Text to read:
>>>>>
So we walked to the far side of the beach and maintained a respectful distance, flaunting our evolutionary development. Our rented 13-foot Boston Whaler bobbed offshore, afloat on water the color of an empty Coca-Cola bottle. Not a sound could be heard, save for occasional calls from distant white-tailed tropical birds or black-faced laughing gulls. We reveled in the solitude--as long as we knew where the iguana was.

We had two weeks to spend in the Bahamas last summer, and we split our time between Eleuthera’s Harbour Island and the Exumas’ Staniel Cay.

North of Eleuthera and separated from it by a two-mile-wide channel, Harbour Island is a favored vacation spot, thanks to its pink sand beach and pastel clapboard houses. In contrast, the empty, sun-drenched beaches of the Exumas’ several hundred cays (pronounced “keys”), stretching across 100 miles of glittering ocean, provide ample opportunity for quiet relaxation.
<<<<<
Data entries:
>>>>>
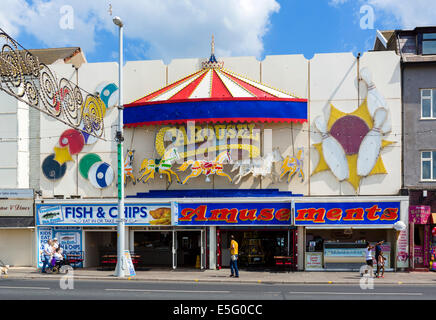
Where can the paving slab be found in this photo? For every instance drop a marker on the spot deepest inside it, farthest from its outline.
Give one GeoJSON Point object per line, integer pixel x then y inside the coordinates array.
{"type": "Point", "coordinates": [195, 275]}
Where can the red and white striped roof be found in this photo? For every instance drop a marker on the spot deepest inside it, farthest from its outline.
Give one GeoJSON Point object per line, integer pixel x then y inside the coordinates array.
{"type": "Point", "coordinates": [213, 83]}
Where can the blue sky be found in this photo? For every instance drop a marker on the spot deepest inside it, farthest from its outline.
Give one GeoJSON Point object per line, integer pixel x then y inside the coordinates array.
{"type": "Point", "coordinates": [168, 29]}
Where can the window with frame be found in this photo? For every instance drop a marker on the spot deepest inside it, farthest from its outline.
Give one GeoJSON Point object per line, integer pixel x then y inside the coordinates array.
{"type": "Point", "coordinates": [428, 165]}
{"type": "Point", "coordinates": [428, 103]}
{"type": "Point", "coordinates": [429, 43]}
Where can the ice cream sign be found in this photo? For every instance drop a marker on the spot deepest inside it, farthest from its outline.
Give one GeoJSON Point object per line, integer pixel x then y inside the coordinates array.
{"type": "Point", "coordinates": [105, 214]}
{"type": "Point", "coordinates": [347, 213]}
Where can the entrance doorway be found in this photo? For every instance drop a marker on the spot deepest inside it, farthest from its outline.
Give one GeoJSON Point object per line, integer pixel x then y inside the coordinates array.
{"type": "Point", "coordinates": [154, 248]}
{"type": "Point", "coordinates": [97, 244]}
{"type": "Point", "coordinates": [257, 247]}
{"type": "Point", "coordinates": [188, 249]}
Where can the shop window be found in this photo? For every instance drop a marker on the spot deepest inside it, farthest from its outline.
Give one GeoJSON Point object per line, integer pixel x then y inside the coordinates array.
{"type": "Point", "coordinates": [418, 235]}
{"type": "Point", "coordinates": [429, 43]}
{"type": "Point", "coordinates": [428, 165]}
{"type": "Point", "coordinates": [428, 103]}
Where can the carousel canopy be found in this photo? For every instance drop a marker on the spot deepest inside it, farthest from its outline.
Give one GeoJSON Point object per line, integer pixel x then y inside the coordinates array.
{"type": "Point", "coordinates": [214, 94]}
<<<<<
Revise the passage of the Bahamas travel text starting at "We had two weeks" and ending at "for quiet relaxation.", replacing "clapboard" with "wooden".

We had two weeks to spend in the Bahamas last summer, and we split our time between Eleuthera’s Harbour Island and the Exumas’ Staniel Cay.

North of Eleuthera and separated from it by a two-mile-wide channel, Harbour Island is a favored vacation spot, thanks to its pink sand beach and pastel wooden houses. In contrast, the empty, sun-drenched beaches of the Exumas’ several hundred cays (pronounced “keys”), stretching across 100 miles of glittering ocean, provide ample opportunity for quiet relaxation.